Lay out the lines from the line with "Give the mask of every instance of the <item>bare" to the line with "73 L 42 105", both included, as a Markdown table with the columns Row and Line, numbering each row and leaving out blank lines.
━━━ PROVIDED RECORDS ━━━
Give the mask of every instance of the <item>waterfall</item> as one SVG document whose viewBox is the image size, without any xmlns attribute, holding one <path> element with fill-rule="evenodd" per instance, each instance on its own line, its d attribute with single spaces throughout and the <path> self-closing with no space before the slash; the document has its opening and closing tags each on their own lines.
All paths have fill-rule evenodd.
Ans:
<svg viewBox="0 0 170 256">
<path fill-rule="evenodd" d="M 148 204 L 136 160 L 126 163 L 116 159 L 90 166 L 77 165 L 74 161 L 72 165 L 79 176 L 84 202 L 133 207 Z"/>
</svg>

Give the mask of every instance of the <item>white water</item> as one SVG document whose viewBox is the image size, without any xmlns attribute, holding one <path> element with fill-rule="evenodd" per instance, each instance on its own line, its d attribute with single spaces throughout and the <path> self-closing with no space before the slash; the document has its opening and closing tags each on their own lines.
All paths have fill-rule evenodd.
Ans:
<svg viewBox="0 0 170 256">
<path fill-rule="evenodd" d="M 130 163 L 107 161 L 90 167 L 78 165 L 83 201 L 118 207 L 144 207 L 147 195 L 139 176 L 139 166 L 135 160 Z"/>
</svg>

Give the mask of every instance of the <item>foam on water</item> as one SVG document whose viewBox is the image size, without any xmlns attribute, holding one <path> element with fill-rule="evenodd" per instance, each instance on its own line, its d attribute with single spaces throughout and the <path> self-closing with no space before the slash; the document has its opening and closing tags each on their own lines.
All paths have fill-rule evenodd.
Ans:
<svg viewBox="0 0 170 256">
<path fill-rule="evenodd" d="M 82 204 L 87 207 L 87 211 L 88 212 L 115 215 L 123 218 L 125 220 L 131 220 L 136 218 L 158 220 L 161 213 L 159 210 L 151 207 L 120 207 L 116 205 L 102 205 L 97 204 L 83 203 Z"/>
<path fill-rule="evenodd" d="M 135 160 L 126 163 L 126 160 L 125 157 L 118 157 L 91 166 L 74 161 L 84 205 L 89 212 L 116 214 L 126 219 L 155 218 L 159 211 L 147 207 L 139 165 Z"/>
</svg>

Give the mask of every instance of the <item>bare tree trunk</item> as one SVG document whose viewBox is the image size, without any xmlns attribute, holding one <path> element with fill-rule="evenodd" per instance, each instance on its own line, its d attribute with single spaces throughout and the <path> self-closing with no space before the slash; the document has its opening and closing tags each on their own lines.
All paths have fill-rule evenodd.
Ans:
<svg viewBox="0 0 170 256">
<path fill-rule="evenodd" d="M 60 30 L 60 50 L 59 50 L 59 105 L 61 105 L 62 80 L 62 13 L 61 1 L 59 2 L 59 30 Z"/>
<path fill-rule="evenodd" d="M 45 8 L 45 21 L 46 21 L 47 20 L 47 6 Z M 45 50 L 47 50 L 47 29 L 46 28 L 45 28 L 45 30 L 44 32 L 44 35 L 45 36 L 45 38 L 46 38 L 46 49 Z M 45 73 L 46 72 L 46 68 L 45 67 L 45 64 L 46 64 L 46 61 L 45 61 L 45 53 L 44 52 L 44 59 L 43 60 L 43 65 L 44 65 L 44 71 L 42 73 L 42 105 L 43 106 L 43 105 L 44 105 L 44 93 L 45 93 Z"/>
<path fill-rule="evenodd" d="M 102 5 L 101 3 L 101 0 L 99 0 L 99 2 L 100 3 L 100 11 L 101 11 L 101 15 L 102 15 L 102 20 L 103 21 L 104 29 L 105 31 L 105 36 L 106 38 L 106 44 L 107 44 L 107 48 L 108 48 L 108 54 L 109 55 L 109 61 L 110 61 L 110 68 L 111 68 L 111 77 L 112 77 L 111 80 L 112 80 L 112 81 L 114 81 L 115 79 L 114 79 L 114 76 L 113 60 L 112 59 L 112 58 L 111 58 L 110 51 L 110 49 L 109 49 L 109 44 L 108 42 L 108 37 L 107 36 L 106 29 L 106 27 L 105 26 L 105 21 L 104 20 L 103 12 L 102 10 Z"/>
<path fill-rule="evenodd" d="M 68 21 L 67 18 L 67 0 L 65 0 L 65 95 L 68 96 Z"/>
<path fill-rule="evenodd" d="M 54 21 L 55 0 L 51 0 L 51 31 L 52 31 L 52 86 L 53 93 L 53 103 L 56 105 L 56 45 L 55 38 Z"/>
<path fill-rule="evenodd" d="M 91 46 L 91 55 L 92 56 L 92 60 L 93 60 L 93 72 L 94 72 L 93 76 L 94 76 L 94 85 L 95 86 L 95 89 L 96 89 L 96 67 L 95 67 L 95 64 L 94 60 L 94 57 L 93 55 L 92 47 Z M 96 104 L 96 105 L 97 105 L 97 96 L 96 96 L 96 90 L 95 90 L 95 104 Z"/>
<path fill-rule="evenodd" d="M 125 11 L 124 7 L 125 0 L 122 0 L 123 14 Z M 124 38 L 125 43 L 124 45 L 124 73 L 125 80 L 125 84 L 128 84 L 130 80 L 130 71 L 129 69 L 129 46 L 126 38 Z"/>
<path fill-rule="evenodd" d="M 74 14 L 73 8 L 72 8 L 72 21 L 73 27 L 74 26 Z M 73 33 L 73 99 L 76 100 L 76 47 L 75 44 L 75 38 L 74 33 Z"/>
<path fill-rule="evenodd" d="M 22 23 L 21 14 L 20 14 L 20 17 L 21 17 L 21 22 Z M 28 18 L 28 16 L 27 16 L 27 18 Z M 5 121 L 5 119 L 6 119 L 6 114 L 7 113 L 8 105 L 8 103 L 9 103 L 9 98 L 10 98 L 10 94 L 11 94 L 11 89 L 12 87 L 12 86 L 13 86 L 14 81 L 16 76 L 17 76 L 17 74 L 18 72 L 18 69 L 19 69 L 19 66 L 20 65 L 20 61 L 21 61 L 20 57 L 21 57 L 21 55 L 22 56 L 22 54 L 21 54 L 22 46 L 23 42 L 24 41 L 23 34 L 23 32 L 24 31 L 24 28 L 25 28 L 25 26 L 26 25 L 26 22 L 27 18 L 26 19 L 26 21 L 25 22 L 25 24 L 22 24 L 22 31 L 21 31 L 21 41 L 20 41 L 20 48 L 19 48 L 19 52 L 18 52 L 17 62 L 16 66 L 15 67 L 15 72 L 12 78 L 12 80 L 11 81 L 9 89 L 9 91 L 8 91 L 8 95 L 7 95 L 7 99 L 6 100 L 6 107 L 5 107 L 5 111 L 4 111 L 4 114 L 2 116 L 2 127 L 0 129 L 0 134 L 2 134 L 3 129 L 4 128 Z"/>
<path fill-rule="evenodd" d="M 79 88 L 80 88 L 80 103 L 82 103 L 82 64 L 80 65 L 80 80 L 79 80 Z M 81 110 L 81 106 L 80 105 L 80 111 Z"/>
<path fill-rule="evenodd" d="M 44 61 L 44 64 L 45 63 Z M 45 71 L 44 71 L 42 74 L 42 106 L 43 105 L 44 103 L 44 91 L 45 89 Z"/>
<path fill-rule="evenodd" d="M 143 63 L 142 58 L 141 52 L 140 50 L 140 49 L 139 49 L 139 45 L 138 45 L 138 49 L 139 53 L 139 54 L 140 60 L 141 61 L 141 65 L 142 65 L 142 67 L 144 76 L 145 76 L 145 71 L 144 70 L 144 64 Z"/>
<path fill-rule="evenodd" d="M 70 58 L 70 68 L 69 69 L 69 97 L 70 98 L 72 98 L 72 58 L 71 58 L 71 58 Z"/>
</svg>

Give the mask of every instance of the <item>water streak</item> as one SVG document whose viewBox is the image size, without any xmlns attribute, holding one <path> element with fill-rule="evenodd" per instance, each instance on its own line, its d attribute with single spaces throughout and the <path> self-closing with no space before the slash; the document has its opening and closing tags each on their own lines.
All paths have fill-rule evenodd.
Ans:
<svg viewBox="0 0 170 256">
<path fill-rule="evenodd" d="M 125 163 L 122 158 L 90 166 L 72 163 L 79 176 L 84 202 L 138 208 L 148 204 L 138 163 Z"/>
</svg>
━━━
OUTPUT FOR THIS TASK —
| Row | Line |
|---|---|
| 1 | Give the mask of every instance of the <item>bare tree trunk</item> as one SVG document whose viewBox is the image size, without any xmlns attribute, holding one <path> element with fill-rule="evenodd" per instance, each instance on its own line, its d attribute with single spaces throughout and the <path> self-closing with no space before the slash; the document has its opening and closing tags each on their own lines. |
| 2 | All paths have fill-rule evenodd. |
| 3 | Ans: |
| 4 | <svg viewBox="0 0 170 256"> |
| 5 | <path fill-rule="evenodd" d="M 60 30 L 60 50 L 59 50 L 59 105 L 61 105 L 62 80 L 62 13 L 61 1 L 59 2 L 59 30 Z"/> |
| 6 | <path fill-rule="evenodd" d="M 45 8 L 45 21 L 46 21 L 47 20 L 47 6 Z M 45 50 L 47 50 L 47 29 L 46 28 L 45 28 L 45 30 L 44 32 L 44 35 L 45 36 L 45 38 L 46 38 L 46 49 Z M 45 73 L 46 72 L 46 68 L 45 67 L 45 64 L 46 64 L 46 61 L 45 61 L 45 53 L 44 52 L 44 59 L 43 60 L 43 65 L 44 65 L 44 71 L 42 73 L 42 105 L 43 106 L 43 105 L 44 105 L 44 93 L 45 93 Z"/> |